┌─ Text segment
September 22, 2015 By Correspondent

Tracey Wise, London, UK, SSH Blog Correspondent

Safe Gigs for Women logoIt’s 1991, and Courtney Love, performing with ‘Hole,’ stage dives in Glasgow.  It’s 1991 and Love stage dives and is violated by the crowd. It’s 1991 and I am 10.

It’s 2015 and Iggy Azalea gives an interview saying she had to stop crowd surfing because “Fans think it’s funny to finger her.” It’s 2015 and I am 34. In 24 years it appears nothing has changed.

Fandom, proper, all consuming fandom that devours your being and speaks to your soul, whether that be sport, cult TV or music, takes effort. My friends and I have repeatedly travelled the British Isles to see “one more gig” by that special artist – the ones that make life complete. Safe to say I don’t just like music, I am obsessed with it. So when the thing I love comes to represent something seedy, it breaks my heart.

Over the years I have been doing that “one more gig” or spending some of the best days of my life in a muddy field, at a festival. I have more than my fair share of harassment stories. I have been groped on more than one occasion, cornered, cat called, told by a male security guard – someone employed with the purpose of keeping festival goers safe – that the theft of my tent was nothing to worry about because “I could always sleep in his tent”. So fast forward to June 2015, I’m watching my favourite band play a career-defining gig and I‘m groped again by a complete stranger, no small talk first or even an introduction. A two handed full on grab, passed off as acceptable because “it’s the last song.” I’ve now finally had enough.
└─
┌─ Given information
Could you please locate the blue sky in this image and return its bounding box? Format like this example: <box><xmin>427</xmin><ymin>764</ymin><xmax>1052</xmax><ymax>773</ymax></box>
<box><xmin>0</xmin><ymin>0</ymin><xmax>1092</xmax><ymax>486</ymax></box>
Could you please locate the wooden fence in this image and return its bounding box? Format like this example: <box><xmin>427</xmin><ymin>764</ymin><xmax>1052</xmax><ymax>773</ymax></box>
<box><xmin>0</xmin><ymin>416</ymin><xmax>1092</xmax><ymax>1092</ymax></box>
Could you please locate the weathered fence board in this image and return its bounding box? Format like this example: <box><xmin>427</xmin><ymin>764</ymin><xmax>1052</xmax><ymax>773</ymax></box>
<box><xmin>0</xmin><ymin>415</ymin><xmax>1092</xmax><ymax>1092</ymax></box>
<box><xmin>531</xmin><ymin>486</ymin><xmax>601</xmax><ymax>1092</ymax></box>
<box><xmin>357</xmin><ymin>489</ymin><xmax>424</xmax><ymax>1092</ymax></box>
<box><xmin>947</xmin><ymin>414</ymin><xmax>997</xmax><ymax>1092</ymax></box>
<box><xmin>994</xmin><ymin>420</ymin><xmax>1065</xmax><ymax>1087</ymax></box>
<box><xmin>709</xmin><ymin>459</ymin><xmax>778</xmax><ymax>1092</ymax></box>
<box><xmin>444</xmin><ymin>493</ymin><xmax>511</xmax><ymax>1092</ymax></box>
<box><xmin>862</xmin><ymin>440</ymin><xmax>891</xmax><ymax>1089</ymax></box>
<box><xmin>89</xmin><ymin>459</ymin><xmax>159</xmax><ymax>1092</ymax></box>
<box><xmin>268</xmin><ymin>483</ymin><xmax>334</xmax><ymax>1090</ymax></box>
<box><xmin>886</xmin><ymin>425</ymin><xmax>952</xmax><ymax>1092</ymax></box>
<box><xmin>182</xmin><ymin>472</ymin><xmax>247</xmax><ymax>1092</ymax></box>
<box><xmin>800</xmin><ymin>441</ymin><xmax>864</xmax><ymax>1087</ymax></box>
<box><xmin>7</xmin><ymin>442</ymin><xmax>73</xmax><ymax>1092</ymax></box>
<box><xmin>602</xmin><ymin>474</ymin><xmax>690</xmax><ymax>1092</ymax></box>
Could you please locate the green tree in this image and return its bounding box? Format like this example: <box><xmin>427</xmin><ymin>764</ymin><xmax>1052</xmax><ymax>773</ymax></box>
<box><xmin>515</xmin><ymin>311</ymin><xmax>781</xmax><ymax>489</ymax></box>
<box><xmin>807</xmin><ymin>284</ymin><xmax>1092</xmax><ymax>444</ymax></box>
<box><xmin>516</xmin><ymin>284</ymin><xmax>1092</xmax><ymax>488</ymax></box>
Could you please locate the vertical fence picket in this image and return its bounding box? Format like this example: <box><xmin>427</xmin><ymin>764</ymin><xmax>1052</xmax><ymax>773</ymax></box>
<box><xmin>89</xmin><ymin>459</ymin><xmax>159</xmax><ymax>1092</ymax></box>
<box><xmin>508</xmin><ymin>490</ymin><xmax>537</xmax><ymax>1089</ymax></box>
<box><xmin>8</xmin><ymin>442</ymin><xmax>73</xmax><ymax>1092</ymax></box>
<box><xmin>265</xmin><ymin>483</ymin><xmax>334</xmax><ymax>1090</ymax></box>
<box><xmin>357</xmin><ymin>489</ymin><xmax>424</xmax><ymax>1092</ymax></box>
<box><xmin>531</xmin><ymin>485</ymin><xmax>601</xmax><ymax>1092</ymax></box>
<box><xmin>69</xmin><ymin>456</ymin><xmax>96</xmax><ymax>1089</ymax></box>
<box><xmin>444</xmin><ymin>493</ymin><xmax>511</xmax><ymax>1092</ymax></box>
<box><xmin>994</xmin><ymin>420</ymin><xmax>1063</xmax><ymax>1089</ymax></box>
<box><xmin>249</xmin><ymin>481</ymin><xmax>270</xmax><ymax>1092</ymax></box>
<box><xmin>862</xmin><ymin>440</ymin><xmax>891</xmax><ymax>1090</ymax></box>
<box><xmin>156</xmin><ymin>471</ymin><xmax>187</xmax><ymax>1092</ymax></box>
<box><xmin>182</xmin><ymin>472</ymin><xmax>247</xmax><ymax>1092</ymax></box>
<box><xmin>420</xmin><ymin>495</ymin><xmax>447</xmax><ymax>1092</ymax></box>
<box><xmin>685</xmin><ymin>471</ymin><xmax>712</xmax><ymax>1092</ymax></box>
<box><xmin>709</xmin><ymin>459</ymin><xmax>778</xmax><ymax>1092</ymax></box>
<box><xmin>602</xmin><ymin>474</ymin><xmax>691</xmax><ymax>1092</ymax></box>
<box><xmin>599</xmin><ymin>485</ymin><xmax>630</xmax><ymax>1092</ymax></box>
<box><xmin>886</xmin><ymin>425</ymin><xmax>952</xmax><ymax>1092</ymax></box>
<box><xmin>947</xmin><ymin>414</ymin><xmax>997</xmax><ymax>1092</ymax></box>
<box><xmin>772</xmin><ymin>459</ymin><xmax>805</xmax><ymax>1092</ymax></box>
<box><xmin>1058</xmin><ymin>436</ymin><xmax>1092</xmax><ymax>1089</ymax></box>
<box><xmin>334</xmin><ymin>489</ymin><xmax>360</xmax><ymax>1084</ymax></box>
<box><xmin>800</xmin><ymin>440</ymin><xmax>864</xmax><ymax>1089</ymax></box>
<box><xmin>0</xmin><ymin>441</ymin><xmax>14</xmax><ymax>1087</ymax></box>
└─
* [Written tasks]:
1 - Answer these questions about the blog post on harassment at gigs:
(a) In which city did Courtney Love stage dive in 1991?
(b) How old was the writer in 2015?
(c) What did the male security guard say about the theft of the writer's tent?
2 - Please pick up the blog post on harassment at gigs after its last sentence and continue it.

* [Per-task answers]:
1 -
(a) Glasgow.
(b) 34.
(c) That it was nothing to worry about, because the writer could always sleep in his tent.

2 -
A blog written in haste the next day provokes a huge response – women telling me similar stories, and worse. Stories telling of how worryingly common harassment is happening in the background of dark, sweaty, packed-in music crowds. Some women tell of multiple experiences. Some tell of how this has impacted their own behaviour, like choosing to not go on their own to gigs or even not going at all. The music obsessive in me hates this. How can the thing I love be reduced to this?

In response, I established the ‘Safe Gigs for Women’ Twitter account, as a way for women to share their stories in an anonymous way, in order to highlight the harassment being experienced by women at gigs. This has been picked up on by a local authority in London that is well known for its music scene. Together we will be looking at improving the gig going experience with venues, gig goers and bands, in order to ensure all people, male and female get to enjoy live music, for the enjoyable, beautiful thing that it is.

You can join us! Please find us at www.sgfw.org.uk.

Born and raised in London, Tracey is a graduate of City University. She has spent the best part of her life at gigs and festivals and obsessing about music and created the “Safe Gigs for Women” project.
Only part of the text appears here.